* **WHAT THIS TASK INVOLVES**
Starting from the line that holds "Report one dot per instance of the yellow", print every line through the end of the records, first and last included.

Source data
Start of Block
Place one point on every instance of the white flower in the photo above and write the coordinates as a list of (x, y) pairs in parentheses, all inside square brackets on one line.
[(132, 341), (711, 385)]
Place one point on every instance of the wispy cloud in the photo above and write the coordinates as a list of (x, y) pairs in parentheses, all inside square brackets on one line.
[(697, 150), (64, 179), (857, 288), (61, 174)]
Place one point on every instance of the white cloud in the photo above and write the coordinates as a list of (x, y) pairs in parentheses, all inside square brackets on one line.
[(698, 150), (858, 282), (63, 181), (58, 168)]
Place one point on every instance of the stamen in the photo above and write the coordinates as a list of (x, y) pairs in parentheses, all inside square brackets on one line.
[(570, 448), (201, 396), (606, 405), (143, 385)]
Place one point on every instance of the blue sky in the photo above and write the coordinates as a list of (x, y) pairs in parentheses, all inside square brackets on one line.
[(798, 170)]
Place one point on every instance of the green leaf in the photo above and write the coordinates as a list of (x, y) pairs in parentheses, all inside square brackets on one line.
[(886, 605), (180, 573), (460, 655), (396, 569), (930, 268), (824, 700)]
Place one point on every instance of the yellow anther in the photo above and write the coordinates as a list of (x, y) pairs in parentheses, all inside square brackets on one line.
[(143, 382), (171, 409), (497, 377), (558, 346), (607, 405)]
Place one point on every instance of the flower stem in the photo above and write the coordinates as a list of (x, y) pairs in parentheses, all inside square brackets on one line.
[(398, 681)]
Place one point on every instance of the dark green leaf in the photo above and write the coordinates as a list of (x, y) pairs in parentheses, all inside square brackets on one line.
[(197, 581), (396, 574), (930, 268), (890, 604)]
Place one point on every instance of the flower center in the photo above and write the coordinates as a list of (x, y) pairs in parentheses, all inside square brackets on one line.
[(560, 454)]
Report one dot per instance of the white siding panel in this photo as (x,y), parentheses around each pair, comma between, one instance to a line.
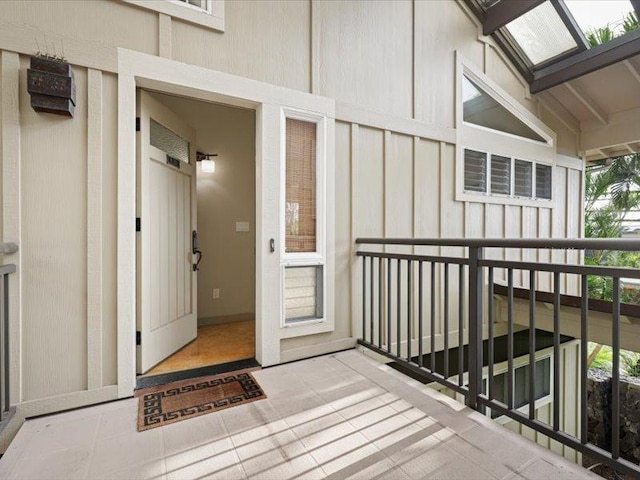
(54,246)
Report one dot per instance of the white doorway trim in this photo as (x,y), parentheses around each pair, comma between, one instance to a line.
(137,69)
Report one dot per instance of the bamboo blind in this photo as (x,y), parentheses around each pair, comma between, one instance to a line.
(300,207)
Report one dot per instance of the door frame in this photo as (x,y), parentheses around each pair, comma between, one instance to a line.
(139,70)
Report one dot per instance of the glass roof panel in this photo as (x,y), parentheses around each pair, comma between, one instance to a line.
(592,15)
(541,34)
(481,109)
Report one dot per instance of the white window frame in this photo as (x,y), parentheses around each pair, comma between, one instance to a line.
(494,142)
(511,198)
(501,368)
(212,17)
(305,259)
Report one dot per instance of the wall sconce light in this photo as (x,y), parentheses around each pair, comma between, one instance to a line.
(208,164)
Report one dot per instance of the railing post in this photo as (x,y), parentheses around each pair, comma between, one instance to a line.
(476,286)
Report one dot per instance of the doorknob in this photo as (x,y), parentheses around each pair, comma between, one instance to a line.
(195,250)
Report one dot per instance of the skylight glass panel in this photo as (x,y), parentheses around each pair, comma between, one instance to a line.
(592,16)
(479,108)
(541,34)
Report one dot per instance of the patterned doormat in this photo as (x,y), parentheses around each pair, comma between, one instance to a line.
(177,401)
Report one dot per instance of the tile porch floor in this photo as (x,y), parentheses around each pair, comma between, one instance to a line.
(337,416)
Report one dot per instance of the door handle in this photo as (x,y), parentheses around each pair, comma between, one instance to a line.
(195,250)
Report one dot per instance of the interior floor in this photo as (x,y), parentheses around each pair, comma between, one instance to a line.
(214,344)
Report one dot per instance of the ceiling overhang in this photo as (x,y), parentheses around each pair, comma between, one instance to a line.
(570,65)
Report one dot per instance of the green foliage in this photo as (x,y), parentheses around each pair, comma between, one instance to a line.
(609,195)
(604,359)
(605,34)
(599,36)
(631,22)
(630,363)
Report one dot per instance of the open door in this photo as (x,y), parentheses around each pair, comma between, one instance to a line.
(166,241)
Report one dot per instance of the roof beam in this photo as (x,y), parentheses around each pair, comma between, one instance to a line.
(592,106)
(580,64)
(571,24)
(559,111)
(632,70)
(498,15)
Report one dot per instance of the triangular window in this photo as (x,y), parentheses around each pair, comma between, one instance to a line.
(481,109)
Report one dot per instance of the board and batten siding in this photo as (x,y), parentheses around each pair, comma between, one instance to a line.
(395,157)
(403,186)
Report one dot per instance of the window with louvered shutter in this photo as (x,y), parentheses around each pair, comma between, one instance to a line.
(523,179)
(475,171)
(500,174)
(543,181)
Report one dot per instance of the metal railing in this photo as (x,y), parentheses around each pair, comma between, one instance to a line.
(5,403)
(397,287)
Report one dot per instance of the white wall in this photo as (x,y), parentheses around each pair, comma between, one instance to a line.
(224,198)
(389,65)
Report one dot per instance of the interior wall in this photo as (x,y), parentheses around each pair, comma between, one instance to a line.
(225,197)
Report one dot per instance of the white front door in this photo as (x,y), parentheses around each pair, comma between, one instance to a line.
(166,206)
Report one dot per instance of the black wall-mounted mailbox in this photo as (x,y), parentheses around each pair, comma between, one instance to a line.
(51,86)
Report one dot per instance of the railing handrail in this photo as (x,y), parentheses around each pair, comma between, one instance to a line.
(390,297)
(6,269)
(626,244)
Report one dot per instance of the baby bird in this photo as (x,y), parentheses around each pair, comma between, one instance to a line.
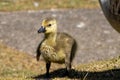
(55,47)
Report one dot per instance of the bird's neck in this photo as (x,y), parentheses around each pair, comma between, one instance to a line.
(51,38)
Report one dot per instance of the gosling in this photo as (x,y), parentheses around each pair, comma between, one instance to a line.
(55,47)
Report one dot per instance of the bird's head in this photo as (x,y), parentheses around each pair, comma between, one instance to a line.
(49,25)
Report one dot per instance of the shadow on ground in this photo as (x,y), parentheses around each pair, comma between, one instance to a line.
(104,75)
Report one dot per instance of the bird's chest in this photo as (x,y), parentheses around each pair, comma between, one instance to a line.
(50,54)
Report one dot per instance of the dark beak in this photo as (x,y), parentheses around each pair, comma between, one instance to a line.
(41,30)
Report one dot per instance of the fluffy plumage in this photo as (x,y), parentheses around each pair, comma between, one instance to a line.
(55,47)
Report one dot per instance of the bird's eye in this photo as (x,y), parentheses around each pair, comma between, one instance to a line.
(49,25)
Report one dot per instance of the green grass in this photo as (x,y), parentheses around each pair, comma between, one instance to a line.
(20,5)
(15,65)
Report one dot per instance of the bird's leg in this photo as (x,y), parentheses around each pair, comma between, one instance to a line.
(48,64)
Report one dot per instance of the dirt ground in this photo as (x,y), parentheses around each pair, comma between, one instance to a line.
(95,37)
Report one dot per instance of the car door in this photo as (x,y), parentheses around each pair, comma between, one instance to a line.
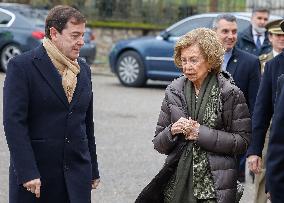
(5,21)
(159,57)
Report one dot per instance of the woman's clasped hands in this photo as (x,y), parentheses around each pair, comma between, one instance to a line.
(188,127)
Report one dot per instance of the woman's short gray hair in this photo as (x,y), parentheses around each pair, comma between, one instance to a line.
(209,44)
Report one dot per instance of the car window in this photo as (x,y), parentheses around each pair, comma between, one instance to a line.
(190,25)
(4,18)
(242,24)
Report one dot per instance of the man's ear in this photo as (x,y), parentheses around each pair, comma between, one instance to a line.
(53,33)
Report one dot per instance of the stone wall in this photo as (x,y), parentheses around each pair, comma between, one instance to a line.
(106,37)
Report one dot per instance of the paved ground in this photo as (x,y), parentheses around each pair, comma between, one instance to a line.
(125,120)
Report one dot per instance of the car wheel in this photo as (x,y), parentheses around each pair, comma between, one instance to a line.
(7,53)
(130,69)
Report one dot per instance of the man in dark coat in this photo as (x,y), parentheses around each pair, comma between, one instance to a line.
(48,117)
(275,158)
(258,148)
(264,106)
(244,67)
(254,39)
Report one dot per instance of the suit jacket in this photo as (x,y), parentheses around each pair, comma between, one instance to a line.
(245,70)
(49,138)
(264,105)
(246,43)
(275,158)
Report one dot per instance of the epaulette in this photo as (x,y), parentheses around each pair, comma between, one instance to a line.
(263,57)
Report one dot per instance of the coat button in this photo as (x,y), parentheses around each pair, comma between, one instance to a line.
(66,167)
(67,140)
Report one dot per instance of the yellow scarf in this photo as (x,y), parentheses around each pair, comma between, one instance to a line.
(67,68)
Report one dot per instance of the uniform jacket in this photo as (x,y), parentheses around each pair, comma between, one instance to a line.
(264,105)
(246,43)
(48,138)
(275,159)
(230,138)
(245,70)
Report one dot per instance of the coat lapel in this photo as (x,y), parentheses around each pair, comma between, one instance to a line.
(232,64)
(49,72)
(78,89)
End of Block
* **THE ANSWER**
Report one dot per instance of the yellow scarf in this photo as (x,y), parentheses around each pair, comma between, one instance to a line.
(67,68)
Report one dot per instance of the uniform jacket in this photo as (x,y), parentheses around each pair, comma between, one instance to a line.
(264,105)
(246,43)
(48,138)
(275,159)
(230,138)
(245,70)
Report one dot per instance of the coat lapel in this photo as (x,y), parentheses around each pair, comma between, one instance to a line.
(232,64)
(49,72)
(78,89)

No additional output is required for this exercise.